The agency has six branches, each responsible for maintaining a different aspect of security. The overall head of Amniya in Iraq and Syria is a former Saddam-era intelligence officer from Fallujah called Ayad Hamid al-Jumaili, who joined the Sunni insurgency after the USled invasion and now answers directly to Baghdadi, according to Hashimi, the analyst. A vice squad known as Hisba enforces order on the streets. Hisba officers punish everyone from cigarette traders to women not fully covered.

· · · · ·

In the passage about Amniya, what does the vice squad called Hisba do?

· · · · ·

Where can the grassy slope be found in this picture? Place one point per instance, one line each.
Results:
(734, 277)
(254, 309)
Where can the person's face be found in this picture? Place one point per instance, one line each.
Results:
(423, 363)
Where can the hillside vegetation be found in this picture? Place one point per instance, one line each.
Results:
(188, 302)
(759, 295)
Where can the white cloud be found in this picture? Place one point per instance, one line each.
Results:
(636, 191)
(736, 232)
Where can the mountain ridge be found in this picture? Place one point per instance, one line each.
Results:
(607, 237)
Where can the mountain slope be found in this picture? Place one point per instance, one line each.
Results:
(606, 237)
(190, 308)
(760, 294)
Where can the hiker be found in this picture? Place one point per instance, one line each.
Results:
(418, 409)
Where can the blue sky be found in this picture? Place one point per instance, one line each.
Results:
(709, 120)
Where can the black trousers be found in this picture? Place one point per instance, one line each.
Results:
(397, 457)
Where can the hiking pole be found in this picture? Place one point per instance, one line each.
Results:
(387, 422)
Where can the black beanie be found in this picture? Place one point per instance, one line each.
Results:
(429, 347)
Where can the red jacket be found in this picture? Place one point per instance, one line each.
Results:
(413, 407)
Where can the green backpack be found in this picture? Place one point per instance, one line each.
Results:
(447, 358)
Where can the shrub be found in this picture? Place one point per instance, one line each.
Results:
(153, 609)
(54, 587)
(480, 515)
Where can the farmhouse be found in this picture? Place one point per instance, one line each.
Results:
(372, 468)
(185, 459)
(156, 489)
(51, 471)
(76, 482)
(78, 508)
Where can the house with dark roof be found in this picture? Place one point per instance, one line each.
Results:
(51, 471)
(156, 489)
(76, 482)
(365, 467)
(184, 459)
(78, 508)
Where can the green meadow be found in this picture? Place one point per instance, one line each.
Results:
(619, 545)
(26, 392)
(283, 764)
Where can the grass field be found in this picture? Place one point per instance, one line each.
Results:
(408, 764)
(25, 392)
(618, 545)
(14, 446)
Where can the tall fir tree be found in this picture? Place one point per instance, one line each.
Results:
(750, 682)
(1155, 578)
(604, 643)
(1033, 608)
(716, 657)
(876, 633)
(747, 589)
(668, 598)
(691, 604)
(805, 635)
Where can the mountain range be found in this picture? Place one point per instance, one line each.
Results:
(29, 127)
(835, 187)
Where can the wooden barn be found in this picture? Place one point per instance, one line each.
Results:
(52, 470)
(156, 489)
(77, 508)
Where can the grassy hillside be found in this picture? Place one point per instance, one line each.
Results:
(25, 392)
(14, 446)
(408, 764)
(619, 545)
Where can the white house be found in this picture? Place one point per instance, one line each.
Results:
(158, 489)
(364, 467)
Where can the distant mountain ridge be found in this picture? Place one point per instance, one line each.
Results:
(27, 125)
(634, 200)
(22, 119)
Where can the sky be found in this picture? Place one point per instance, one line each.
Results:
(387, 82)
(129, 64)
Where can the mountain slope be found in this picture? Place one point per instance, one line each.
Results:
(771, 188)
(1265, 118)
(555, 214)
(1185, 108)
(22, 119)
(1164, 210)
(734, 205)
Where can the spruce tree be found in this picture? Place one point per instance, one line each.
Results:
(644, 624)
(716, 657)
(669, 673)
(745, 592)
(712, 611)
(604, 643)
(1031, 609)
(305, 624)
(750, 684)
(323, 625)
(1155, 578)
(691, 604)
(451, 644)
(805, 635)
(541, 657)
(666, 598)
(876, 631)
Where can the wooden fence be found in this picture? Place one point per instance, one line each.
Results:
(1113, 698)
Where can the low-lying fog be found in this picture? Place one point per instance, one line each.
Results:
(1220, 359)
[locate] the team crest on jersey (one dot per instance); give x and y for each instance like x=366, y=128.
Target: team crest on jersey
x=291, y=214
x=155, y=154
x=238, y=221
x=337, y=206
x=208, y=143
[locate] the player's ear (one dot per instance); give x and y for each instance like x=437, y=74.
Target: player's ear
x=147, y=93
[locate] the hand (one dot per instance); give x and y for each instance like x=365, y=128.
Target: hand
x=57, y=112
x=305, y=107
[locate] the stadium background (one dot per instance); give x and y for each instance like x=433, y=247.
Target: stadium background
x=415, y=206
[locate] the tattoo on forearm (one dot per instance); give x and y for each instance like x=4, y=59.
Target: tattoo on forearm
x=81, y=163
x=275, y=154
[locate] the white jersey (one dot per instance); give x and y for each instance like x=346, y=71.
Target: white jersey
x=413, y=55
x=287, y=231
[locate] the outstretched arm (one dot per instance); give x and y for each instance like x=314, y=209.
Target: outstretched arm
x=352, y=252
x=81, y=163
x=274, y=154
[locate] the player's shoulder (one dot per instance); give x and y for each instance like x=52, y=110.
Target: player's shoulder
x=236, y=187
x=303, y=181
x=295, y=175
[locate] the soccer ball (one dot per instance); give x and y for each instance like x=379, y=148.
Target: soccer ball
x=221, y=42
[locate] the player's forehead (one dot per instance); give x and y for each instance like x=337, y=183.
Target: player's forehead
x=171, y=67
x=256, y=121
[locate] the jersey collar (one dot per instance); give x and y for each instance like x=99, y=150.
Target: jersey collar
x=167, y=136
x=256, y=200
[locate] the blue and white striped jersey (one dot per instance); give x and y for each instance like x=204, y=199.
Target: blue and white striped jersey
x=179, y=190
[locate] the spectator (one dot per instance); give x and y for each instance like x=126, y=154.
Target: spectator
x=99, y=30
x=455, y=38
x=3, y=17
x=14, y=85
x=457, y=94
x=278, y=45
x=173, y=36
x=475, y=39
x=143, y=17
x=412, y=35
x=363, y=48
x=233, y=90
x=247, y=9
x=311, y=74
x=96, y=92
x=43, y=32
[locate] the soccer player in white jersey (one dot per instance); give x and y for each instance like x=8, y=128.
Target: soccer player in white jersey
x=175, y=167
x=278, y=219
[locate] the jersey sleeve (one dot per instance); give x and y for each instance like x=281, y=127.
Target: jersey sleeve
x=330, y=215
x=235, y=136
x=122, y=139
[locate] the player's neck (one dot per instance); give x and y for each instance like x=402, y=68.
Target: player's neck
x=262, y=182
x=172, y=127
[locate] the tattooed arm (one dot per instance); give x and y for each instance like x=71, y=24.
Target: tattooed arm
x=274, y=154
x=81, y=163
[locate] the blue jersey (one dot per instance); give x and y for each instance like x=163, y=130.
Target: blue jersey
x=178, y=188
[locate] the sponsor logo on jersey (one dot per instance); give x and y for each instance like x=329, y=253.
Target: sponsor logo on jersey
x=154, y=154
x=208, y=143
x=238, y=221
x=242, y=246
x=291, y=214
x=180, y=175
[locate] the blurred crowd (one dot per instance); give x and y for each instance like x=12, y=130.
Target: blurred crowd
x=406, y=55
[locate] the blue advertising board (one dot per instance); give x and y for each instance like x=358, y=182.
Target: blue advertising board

· · · · ·

## Task answer
Hisba enforces order on the streets, punishing everyone from cigarette traders to women not fully covered.